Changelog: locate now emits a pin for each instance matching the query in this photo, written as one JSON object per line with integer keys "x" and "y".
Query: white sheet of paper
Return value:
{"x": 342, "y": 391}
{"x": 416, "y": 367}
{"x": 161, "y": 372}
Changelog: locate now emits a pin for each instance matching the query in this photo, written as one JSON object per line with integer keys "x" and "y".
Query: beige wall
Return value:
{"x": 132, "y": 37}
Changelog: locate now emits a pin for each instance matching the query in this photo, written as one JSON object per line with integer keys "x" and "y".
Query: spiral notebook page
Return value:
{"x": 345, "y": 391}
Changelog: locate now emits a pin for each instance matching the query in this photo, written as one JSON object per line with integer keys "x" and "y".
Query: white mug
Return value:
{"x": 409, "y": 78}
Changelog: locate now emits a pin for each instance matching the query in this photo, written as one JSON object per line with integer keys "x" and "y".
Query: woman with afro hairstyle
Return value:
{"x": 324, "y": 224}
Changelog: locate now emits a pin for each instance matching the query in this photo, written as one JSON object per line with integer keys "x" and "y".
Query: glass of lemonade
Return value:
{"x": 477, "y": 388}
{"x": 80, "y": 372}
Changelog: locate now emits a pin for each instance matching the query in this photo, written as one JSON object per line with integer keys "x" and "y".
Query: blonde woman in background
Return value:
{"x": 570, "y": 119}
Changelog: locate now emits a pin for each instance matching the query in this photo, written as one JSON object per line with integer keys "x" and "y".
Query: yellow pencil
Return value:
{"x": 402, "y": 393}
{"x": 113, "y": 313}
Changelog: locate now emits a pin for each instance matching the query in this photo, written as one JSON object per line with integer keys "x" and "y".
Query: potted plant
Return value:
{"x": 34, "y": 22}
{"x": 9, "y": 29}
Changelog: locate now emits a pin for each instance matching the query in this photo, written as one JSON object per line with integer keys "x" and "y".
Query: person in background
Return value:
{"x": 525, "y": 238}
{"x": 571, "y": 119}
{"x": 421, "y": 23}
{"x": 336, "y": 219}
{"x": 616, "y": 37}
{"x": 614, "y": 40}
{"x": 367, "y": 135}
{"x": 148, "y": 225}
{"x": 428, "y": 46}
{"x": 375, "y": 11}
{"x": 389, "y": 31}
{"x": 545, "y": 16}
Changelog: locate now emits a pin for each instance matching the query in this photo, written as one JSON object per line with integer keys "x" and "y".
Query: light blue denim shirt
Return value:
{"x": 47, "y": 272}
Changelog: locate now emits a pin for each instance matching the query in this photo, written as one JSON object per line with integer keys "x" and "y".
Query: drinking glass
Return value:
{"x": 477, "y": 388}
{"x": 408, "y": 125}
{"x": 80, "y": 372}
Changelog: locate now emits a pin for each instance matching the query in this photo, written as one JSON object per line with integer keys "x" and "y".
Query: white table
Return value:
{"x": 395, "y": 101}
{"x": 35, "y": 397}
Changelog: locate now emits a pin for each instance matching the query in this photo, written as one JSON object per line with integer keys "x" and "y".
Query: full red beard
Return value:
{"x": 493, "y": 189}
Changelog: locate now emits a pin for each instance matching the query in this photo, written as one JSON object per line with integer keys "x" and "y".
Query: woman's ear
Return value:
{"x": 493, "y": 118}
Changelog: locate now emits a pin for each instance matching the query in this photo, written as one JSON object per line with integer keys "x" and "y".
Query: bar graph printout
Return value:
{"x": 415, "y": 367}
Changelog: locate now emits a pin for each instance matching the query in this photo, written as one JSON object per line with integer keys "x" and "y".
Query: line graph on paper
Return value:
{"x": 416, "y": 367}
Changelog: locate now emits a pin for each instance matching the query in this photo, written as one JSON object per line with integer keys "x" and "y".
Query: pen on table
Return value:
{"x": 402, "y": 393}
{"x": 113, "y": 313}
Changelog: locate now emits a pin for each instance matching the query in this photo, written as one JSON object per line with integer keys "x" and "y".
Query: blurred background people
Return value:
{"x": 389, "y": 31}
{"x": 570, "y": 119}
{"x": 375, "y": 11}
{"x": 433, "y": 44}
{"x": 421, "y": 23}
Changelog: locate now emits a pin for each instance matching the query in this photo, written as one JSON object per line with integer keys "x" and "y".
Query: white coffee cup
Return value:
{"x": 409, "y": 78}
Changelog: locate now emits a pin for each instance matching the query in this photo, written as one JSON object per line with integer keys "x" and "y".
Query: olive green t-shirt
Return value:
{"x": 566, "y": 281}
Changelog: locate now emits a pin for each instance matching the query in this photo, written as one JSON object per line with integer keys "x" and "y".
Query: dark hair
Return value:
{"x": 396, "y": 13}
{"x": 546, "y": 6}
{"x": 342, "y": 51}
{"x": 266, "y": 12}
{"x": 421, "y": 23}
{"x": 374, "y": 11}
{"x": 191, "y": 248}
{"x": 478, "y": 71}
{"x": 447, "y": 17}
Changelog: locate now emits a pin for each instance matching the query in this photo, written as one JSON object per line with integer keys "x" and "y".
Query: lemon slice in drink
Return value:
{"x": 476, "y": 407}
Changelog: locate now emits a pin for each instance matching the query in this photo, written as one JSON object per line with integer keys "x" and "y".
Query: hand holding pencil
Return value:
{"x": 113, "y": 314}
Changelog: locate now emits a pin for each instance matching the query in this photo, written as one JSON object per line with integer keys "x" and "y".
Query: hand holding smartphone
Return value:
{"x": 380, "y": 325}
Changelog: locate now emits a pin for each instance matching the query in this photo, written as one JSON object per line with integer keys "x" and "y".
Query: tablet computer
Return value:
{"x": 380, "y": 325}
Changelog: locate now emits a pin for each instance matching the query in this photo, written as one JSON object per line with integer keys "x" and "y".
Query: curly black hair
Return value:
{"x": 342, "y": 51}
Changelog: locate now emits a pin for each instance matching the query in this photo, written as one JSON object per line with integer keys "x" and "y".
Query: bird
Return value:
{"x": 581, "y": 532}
※ ※ ※
> **WORK TO DO**:
Transcribe the data above in full, exactly.

> **RESULT OF THIS TASK**:
Changelog: locate now emits a pin for each instance matching the query in this photo, written as one JSON object per line with integer keys "x" and "y".
Query: white sheet of paper
Return value:
{"x": 342, "y": 391}
{"x": 416, "y": 367}
{"x": 161, "y": 372}
Changelog: locate now emits a pin for each instance matching the query in this photo, written as one JSON object per line with integer keys "x" and "y".
Query: beige wall
Return value:
{"x": 132, "y": 37}
Changelog: locate now emits a pin for each instance matching the query in this photo, written as one JSON object per line with integer keys "x" and "y".
Query: spiral notebook page
Return value:
{"x": 345, "y": 391}
Changelog: locate now emits a pin for each instance matching the query in this photo, written as one JSON object per line with integer keys "x" and "y".
Query: white mug
Return value:
{"x": 409, "y": 78}
Changelog: locate now emits a pin for each instance matching the query in this photo, written as one JSON object per line with integer keys "x" and "y".
Query: woman with afro hairstyle
Return value:
{"x": 324, "y": 224}
Changelog: locate now emits a pin for each instance matching the query in this photo, written as one JSON object per line with integer keys "x" and "y".
Query: glass of lemonade
Return value:
{"x": 477, "y": 388}
{"x": 80, "y": 372}
Changelog: locate now emits a pin for each instance matching the query in this photo, written as one JSON object per line with integer keys "x" and "y".
Query: blonde woman in background
Return value:
{"x": 570, "y": 119}
Changelog: locate now emits a pin for each instance matching the query in this photo, written as one JSON object per line with integer keys "x" and "y".
Query: yellow pencil
Return value:
{"x": 402, "y": 393}
{"x": 113, "y": 313}
Changelog: locate now emits a pin for each instance matching the query in this photo, written as one JSON object per line with integer keys "x" and "y".
Query: potted plant
Return value:
{"x": 34, "y": 22}
{"x": 9, "y": 29}
Changelog: locate now emits a pin for each instance matching the query in this photo, written as one JSON object per line with integer keys "x" and "y".
Query: person in background
Return value:
{"x": 525, "y": 238}
{"x": 571, "y": 119}
{"x": 421, "y": 23}
{"x": 336, "y": 219}
{"x": 616, "y": 37}
{"x": 614, "y": 40}
{"x": 367, "y": 135}
{"x": 148, "y": 225}
{"x": 428, "y": 46}
{"x": 375, "y": 11}
{"x": 389, "y": 31}
{"x": 545, "y": 16}
Changelog: locate now emits a pin for each instance matching the query in this photo, written as one JSON object per line with integer keys "x" and "y".
Query: light blue denim shirt
Return value:
{"x": 47, "y": 272}
Changelog: locate now emits a pin for each instance matching the query in this photo, written as one JSON object per line with integer keys "x" and "y".
Query: drinking glass
Return value:
{"x": 477, "y": 388}
{"x": 408, "y": 125}
{"x": 80, "y": 372}
Changelog: locate now emits a pin for each instance matching the query in this photo, written as one JSON object per line with integer keys "x" and "y".
Query: white table
Return value:
{"x": 395, "y": 101}
{"x": 35, "y": 397}
Changelog: locate now emits a pin for each instance matching the query in this photo, written as one JSON object per line with integer keys "x" and "y".
Query: full red beard
Return value:
{"x": 493, "y": 189}
Changelog: locate now emits a pin for each instance matching the query in this photo, written as one JSON object per line with integer keys "x" and "y".
Query: woman's ear
Return value:
{"x": 493, "y": 118}
Changelog: locate now emits a pin for each instance matching the query in this photo, written as one JSON object per line with integer keys "x" and "y".
Query: bar graph printout
Return value:
{"x": 415, "y": 367}
Changelog: locate now emits a pin for each instance matching the query in this photo, written as one JSON object per line with integer keys "x" and "y".
Query: line graph on paper
Return value:
{"x": 416, "y": 367}
Changelog: locate now emits a pin for each instance matching the query in this photo, written as one JSON object per line with integer keys "x" and "y".
Query: pen on table
Return value:
{"x": 402, "y": 393}
{"x": 113, "y": 313}
Changelog: locate now emits a pin for each instance matching the query in this photo, written as one JSON object per line with integer keys "x" and "y".
Query: blurred background people
Return value:
{"x": 389, "y": 31}
{"x": 570, "y": 119}
{"x": 375, "y": 11}
{"x": 433, "y": 44}
{"x": 421, "y": 23}
Changelog: locate now emits a pin for each instance matching the query in this photo, written as one JSON object per line with integer keys "x" and "y".
Query: white coffee cup
Return value:
{"x": 409, "y": 78}
Changelog: locate now emits a pin for each instance matching the query in this photo, written as one JSON object per line with integer keys "x" and "y".
Query: olive green t-shirt
Return value:
{"x": 566, "y": 281}
Changelog: locate now emits a pin for each instance matching the query in this photo, written as one JSON object per line with integer keys "x" and "y".
Query: dark hair
Return value:
{"x": 396, "y": 13}
{"x": 546, "y": 6}
{"x": 342, "y": 51}
{"x": 266, "y": 12}
{"x": 421, "y": 23}
{"x": 374, "y": 11}
{"x": 191, "y": 248}
{"x": 478, "y": 71}
{"x": 447, "y": 17}
Changelog: locate now emits a pin for each instance matching the query in this photo, written as one JSON object per line with integer keys "x" and "y".
Query: lemon slice in drink
Return value:
{"x": 476, "y": 407}
Changelog: locate now emits a pin for each instance matching the query in this photo, written as one JSON object per line with integer keys "x" and "y".
Query: hand holding pencil
Return value:
{"x": 113, "y": 314}
Changelog: locate now emits a pin for each instance matching the query in this photo, written as one JSON object per line with integer keys "x" and "y".
Query: hand holding smartphone
Return value:
{"x": 380, "y": 325}
Changelog: locate now emits a pin for each instance matching the query in this photo, written as one JSON object per line with integer keys "x" and "y".
Query: tablet computer
Return value:
{"x": 380, "y": 325}
Changelog: locate now emits a pin for each instance matching the query in this photo, written as one JSON object per line with integer keys "x" and "y".
Query: curly black hair
Return value:
{"x": 342, "y": 51}
Changelog: locate now emits a pin for each instance matching the query in this photo, written as one JSON object per line with integer keys "x" and "y".
Query: bird
Return value:
{"x": 581, "y": 532}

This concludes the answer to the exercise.